What is required: Edit the rows below so that every "site survey" becomes "land survey" and nothing else changes. Return the edited rows without the pictures.

Point annotations for photos:
---
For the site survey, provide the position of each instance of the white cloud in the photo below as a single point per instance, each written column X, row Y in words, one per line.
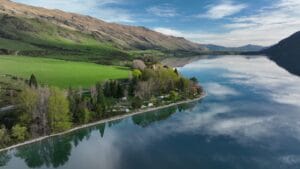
column 266, row 27
column 224, row 9
column 163, row 10
column 102, row 9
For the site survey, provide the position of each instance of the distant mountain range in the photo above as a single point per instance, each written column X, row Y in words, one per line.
column 246, row 48
column 287, row 53
column 32, row 30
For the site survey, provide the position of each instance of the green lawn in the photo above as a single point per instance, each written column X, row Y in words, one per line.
column 60, row 73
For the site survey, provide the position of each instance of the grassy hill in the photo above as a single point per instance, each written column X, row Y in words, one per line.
column 33, row 31
column 60, row 73
column 287, row 53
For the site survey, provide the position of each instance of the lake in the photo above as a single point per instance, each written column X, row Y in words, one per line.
column 250, row 119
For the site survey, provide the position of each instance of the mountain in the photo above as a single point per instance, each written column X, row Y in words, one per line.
column 246, row 48
column 29, row 30
column 287, row 53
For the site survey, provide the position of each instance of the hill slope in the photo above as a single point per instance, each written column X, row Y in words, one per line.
column 287, row 53
column 45, row 32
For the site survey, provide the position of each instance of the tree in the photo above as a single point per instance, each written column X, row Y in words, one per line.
column 28, row 99
column 4, row 137
column 101, row 106
column 19, row 133
column 136, row 103
column 58, row 111
column 174, row 96
column 32, row 81
column 194, row 79
column 136, row 74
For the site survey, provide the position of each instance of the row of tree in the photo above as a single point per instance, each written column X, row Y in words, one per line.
column 44, row 110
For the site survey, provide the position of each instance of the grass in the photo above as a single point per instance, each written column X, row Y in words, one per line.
column 32, row 37
column 60, row 73
column 16, row 45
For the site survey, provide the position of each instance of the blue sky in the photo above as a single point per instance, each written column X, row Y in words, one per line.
column 222, row 22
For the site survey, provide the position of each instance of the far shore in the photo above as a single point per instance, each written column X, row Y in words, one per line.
column 118, row 117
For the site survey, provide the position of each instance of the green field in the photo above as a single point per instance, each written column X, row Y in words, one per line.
column 60, row 73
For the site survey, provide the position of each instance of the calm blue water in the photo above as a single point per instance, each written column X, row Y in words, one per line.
column 249, row 120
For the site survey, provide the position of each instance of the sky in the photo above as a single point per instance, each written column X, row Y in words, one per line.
column 221, row 22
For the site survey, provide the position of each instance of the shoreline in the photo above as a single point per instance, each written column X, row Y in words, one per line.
column 118, row 117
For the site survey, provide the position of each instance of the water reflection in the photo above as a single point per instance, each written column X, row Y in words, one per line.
column 242, row 123
column 55, row 152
---
Output for this exercise:
For the land survey, provide the position of each instance of the white cloud in the photo below as a single point per instance, each written column X, row Y in words, one per line.
column 266, row 27
column 224, row 9
column 163, row 10
column 102, row 9
For the land survey, provide the position of each instance of the distant mountain range in the photo above as a single point per instance, each written column X, row Y in words, one per line.
column 246, row 48
column 287, row 53
column 32, row 30
For the land survey, provide the position of each instance of the green lawn in the photo above as a single point per instance, each written column X, row Y in words, one per line.
column 60, row 73
For the land survey, provide the position of each instance of the grassy hill in the photo above as a single point per instance, each written column X, row Y in words, one per line.
column 33, row 31
column 60, row 73
column 287, row 53
For the land survey, provide the position of each instance of the lake in the photo above as a single point per instance, each written column X, row Y in words, one per line.
column 250, row 119
For the land survey, provide the position of each instance of the mountain in the photo above as a single point per instance, each written column X, row Y in words, one per line.
column 246, row 48
column 29, row 30
column 287, row 53
For the land survey, provide the position of each instance of the hill slope in the photo above as a single point per instance, each written column X, row Y in words, one per line.
column 287, row 53
column 45, row 32
For the land survey, provide the position of each instance of the tree in the photo above as a single point per instance, each written column X, row Y in words, one per line.
column 28, row 99
column 4, row 137
column 101, row 106
column 19, row 133
column 136, row 103
column 58, row 111
column 174, row 96
column 32, row 81
column 194, row 79
column 136, row 74
For the land survey, provide the position of each instance of the row of tree in the photo above as a single point per instance, each written column X, row Y in words, one per line.
column 44, row 110
For the land survey, provide the position of each instance of the grass in the photo above as a single point per instance, each written column X, row Y in words, one per line.
column 32, row 37
column 60, row 73
column 16, row 45
For the land survey, provide the position of each instance of the blue sky in the photo above as a single point per instance, each written column X, row Y in words, one per line.
column 222, row 22
For the land survey, provide the position of each instance of the far shore in the photo above as a single point per instance, each written column X, row Y in words, one per line.
column 118, row 117
For the land survey, provide the position of each instance of the green field in the photo above as a single point per instance, each written column X, row Y in words, one per line.
column 60, row 73
For the land survey, provide the position of each instance of the calm blue water in the photo above as a single point per instance, each written column X, row Y in words, one per line.
column 249, row 120
For the land survey, provide the position of each instance of the sky in the photo above as a single point per instance, each written column X, row Y in words, one per line.
column 221, row 22
For the land survey, provide the position of each instance of the shoreline in the photo above as a single point per instance, each written column X, row Y in words, one per line.
column 118, row 117
For the land survey, provide the position of each instance of the water reflection in the photo above as a single point per instance, each written column X, row Y in words, one per line.
column 242, row 123
column 55, row 152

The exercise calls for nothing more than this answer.